Assignment | The answer is an exact repeat of the entries below, with the pictures omitted.

┏━━

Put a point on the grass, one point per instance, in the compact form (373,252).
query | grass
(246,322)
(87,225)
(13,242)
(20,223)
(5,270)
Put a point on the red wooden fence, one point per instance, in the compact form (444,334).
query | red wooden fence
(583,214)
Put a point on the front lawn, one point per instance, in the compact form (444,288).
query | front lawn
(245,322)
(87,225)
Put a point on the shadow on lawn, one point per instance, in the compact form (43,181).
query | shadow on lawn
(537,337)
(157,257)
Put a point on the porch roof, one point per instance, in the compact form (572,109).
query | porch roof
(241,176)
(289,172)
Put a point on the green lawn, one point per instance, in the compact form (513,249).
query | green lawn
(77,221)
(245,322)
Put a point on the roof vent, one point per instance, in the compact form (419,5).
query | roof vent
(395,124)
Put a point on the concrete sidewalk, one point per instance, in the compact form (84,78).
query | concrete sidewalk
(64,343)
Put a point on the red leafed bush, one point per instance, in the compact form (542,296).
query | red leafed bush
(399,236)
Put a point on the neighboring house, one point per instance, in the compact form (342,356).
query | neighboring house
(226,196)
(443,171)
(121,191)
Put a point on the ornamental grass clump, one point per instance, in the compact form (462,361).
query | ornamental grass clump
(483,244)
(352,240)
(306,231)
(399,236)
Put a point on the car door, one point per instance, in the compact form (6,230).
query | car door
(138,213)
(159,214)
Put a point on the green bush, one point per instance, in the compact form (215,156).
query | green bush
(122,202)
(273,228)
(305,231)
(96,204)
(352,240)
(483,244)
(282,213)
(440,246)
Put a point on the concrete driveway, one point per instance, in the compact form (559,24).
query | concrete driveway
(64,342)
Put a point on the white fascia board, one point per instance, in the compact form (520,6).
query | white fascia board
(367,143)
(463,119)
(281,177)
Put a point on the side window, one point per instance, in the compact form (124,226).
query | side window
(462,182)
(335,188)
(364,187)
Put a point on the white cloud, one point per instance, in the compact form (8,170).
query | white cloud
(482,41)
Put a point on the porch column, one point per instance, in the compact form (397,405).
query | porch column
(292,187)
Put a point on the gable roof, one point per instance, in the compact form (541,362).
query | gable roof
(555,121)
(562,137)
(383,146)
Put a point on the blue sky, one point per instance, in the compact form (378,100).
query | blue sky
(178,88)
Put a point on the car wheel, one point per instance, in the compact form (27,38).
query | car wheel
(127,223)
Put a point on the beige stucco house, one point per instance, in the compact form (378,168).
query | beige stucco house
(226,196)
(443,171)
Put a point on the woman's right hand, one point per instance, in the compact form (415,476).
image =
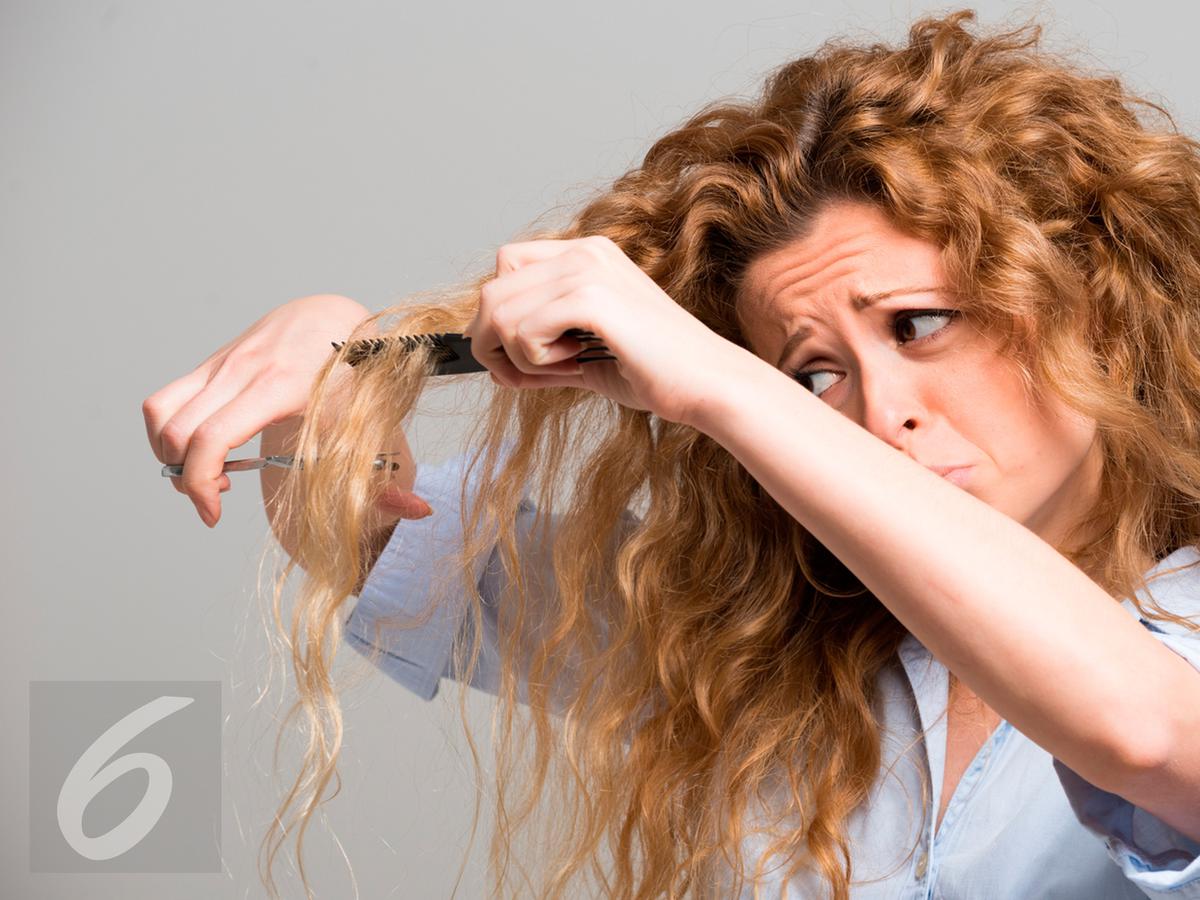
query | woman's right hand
(262,377)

┗━━

Solution to this problem |
Put a point on the grass, one point per instance, in the compact form (373,252).
query | grass
(246,322)
(87,225)
(13,242)
(20,223)
(5,270)
Put a point on the red wooden fence, one point per instance, in the compact form (444,334).
query | red wooden fence
(583,214)
Put a point on the front lawn, one point per instance, in the compact form (444,288).
query | front lawn
(245,322)
(87,225)
Put a point on the shadow on lawn, one point per instance, in the compact form (43,181).
query | shadow on lawn
(537,337)
(157,257)
Put a point on the porch roof, one point per instance, in the compact form (572,109).
query | porch roof
(241,176)
(289,172)
Put a point on the green lawn, one point per instance, in the compact form (513,249).
query | green lawn
(77,221)
(245,322)
Put a point on the roof vent, one point per instance, in the compact form (419,5).
query | roof vent
(395,124)
Put a point on the concrete sidewalk, one point per instance, in the compact form (84,78).
query | concrete sidewalk
(64,343)
Put a point on the red leafed bush, one point per instance, in the compact form (542,296).
query | red leafed bush
(399,236)
Put a point on the neighboring house, one point per instance, in the compact form (342,356).
query | neighboring house
(226,196)
(443,171)
(121,191)
Put a point on the ornamental grass clump, one point per instance, in the compact form (462,361).
query | ornamental grass clump
(483,244)
(352,240)
(306,231)
(399,236)
Put a point on the car door, one point per instance, in the compact form (6,230).
query | car door
(138,213)
(159,214)
Put a point on the green bush, one point per instance, in the compact form (215,156).
query | green bush
(122,202)
(273,228)
(305,231)
(96,204)
(352,240)
(483,244)
(282,213)
(440,246)
Put a point on the concrete driveway, one point per instance, in the compact form (559,24).
query | concrete driveway
(64,342)
Put a point on the white fascia board, one point per instance, in the compact form (520,6).
query | white fascia board
(367,143)
(463,119)
(281,177)
Put a point on the side window, one point per instance, in the compact form (124,226).
query | side window
(462,182)
(335,188)
(364,187)
Put a point on the white cloud, one point per instance, in the compact form (8,170).
query | white cloud
(482,41)
Put a point on the porch column, one point per instance, in the compact form (397,405).
query | porch column
(292,187)
Put a point on the gable roof, one point per instance, in the compact form (541,362).
query | gable roof
(555,121)
(562,137)
(383,146)
Put a point on the blue sky, one point per instance, in the compact form (378,100).
query | blue sky
(178,88)
Put a point on the car wheel, one point per instance, in the compact form (27,38).
query | car wheel
(127,223)
Put a point on the beige stucco house, one point per instance, in the compact form (378,168).
query | beige stucco house
(226,196)
(443,171)
Put a point on the woman's right hand, one point per instance, in the compact form (415,476).
image =
query | woman's right hand
(262,377)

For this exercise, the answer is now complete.